─── Records for processing

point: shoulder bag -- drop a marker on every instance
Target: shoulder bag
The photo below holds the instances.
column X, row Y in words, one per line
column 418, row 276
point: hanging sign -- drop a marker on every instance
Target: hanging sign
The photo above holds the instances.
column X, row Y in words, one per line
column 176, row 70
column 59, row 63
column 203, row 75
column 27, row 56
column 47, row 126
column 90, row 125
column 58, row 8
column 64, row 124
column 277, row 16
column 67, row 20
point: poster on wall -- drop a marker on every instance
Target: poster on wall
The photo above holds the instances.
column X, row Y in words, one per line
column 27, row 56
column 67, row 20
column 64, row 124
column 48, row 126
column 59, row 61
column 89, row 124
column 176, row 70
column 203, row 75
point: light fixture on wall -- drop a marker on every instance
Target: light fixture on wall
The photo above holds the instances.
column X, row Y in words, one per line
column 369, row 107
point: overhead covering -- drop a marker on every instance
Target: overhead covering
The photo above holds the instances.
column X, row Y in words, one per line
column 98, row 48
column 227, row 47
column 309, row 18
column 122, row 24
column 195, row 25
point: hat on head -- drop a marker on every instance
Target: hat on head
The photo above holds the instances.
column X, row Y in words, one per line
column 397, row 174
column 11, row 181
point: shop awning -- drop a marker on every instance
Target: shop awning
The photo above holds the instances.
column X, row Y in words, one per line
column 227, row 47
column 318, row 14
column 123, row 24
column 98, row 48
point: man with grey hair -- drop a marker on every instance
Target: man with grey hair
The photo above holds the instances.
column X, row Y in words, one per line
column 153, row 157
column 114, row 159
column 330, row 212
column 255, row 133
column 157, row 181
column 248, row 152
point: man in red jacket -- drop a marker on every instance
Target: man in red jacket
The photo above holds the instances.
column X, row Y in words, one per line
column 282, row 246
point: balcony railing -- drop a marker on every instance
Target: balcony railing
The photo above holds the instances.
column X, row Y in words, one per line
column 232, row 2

──────

What the task asks
Write down how many lines in the data contain "drop". Add nothing else.

Answer box
10